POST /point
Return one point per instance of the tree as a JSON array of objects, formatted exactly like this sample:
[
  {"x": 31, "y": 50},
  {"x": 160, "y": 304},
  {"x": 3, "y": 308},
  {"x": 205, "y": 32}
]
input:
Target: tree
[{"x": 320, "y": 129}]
#####
Convert the data above into a JSON list of strings, one string per line, and omit any blank lines.

[
  "POST /point",
  "Return one point per instance of the tree as a JSON array of objects, formatted exactly like this sample:",
  "[",
  "  {\"x\": 31, \"y\": 50},",
  "  {\"x\": 160, \"y\": 304},",
  "  {\"x\": 3, \"y\": 308},",
  "  {\"x\": 205, \"y\": 32}",
  "]",
  "input:",
  "Target: tree",
  "[{\"x\": 320, \"y\": 129}]"
]